◆ **What is required**
Pick out every line in the records below that contains the word "uniform" and copy each of those lines.

◆ **Raw records**
━━━
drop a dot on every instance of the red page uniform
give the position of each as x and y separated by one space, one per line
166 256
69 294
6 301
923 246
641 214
━━━
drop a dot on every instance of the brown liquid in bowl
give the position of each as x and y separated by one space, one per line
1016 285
━━━
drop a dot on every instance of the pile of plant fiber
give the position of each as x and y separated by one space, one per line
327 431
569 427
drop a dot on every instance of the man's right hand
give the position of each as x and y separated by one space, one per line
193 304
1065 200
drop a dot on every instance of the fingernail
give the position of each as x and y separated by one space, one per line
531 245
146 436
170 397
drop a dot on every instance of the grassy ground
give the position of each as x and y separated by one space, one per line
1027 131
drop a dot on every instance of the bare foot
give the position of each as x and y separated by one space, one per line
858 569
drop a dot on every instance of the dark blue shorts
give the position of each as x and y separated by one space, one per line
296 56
━━━
◆ **Task solution**
drop a dot on every instance of the red page uniform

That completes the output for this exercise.